*Teks Bacaan*.
Senin, 14 Juli 2014

Penyakit Merasa



Suatu ketika ada seorang karyawan pulang kerja. Ketika tiba di tempat parkir mobil di lantai dasar, dia terkejut plus lemas karena mobil yang dia parkir pagi hari raib. Dia cari area lain parkir kantornya, mobil tetap tak ada. Keliling-keliling di ruang parkir, tapi tetap mobil tak ditemukan. Dia tanya ke petugas keamanan parkiran juga tak mendapatkan hasil. Ia lalu mengusulkan ke petugas untuk melihat rekaman cctv yang terpasang di ruang parkir, siapa tahu terekam ke manakah mobilnya raib.
Lebih dari 4 jam bersama petugas keamanan menyimak rekamanan cctv. Nyatanya mobil yang dia maksud tidak juga nampak. Dan tidak ditemukan juga mobil yang dia maksud itu masuk parkiran gedung. Ternyata, dia hanya “merasa” membawa mobil, ternyata yang dia bawa hanya motor.

*Data Tercatat*.
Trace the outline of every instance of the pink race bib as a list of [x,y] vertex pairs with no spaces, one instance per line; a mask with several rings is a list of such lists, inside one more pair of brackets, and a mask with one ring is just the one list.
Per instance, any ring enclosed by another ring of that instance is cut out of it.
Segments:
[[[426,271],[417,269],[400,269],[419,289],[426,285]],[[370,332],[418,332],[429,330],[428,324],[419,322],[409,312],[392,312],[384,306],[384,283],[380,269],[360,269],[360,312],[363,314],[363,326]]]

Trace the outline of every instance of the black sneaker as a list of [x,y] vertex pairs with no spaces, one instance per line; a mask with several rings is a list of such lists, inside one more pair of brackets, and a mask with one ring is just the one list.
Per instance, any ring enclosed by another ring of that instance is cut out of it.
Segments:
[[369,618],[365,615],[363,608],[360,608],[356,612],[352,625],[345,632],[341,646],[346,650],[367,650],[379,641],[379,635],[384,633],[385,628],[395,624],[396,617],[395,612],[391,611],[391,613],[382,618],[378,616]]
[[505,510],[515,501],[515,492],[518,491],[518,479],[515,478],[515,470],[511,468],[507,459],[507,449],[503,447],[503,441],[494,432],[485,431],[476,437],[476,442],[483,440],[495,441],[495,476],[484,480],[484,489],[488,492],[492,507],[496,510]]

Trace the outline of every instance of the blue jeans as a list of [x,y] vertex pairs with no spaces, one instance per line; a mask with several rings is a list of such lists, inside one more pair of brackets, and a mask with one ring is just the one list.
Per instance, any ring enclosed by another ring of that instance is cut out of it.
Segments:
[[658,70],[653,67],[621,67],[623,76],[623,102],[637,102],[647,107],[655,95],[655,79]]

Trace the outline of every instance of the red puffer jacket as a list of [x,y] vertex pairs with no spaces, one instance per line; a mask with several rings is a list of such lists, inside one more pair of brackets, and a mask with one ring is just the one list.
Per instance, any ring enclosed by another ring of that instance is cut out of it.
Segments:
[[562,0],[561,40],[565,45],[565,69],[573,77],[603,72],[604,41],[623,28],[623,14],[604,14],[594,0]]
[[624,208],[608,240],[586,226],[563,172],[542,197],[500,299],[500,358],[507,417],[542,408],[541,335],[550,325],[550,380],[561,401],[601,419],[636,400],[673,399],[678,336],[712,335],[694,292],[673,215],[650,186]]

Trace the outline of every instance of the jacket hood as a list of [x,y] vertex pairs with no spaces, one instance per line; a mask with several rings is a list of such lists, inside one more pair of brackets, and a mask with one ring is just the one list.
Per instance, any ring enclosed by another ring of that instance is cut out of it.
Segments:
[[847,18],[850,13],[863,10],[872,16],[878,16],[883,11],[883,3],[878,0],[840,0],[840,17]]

*Petunjuk Latihan*.
A. Ringkas paragraf dalam cerita tentang penyakit merasa yang dimulai dengan "Suatu ketika ada seorang karyawan" menjadi versi yang lebih pendek, dengan fakta utamanya tetap dipertahankan.
B. Tolong kutip bagian cerita tentang penyakit merasa dari "Suatu ketika ada" sampai "bawa hanya motor." tanpa mengubah satu kata pun.

*Daftar Jawaban*.
A. Seorang karyawan pulang kerja dan terkejut karena mobil yang diparkirnya pagi hari di lantai dasar hilang. Ia mencarinya di area parkir lain dan berkeliling, tetapi mobil itu tetap tidak ditemukan. Petugas keamanan parkiran pun tidak bisa membantu. Ia lalu mengusulkan agar rekaman cctv di ruang parkir diperiksa untuk mengetahui ke mana mobilnya raib.

B.
Suatu ketika ada seorang karyawan pulang kerja. Ketika tiba di tempat parkir mobil di lantai dasar, dia terkejut plus lemas karena mobil yang dia parkir pagi hari raib. Dia cari area lain parkir kantornya, mobil tetap tak ada. Keliling-keliling di ruang parkir, tapi tetap mobil tak ditemukan. Dia tanya ke petugas keamanan parkiran juga tak mendapatkan hasil. Ia lalu mengusulkan ke petugas untuk melihat rekaman cctv yang terpasang di ruang parkir, siapa tahu terekam ke manakah mobilnya raib.
Lebih dari 4 jam bersama petugas keamanan menyimak rekamanan cctv. Nyatanya mobil yang dia maksud tidak juga nampak. Dan tidak ditemukan juga mobil yang dia maksud itu masuk parkiran gedung. Ternyata, dia hanya “merasa” membawa mobil, ternyata yang dia bawa hanya motor.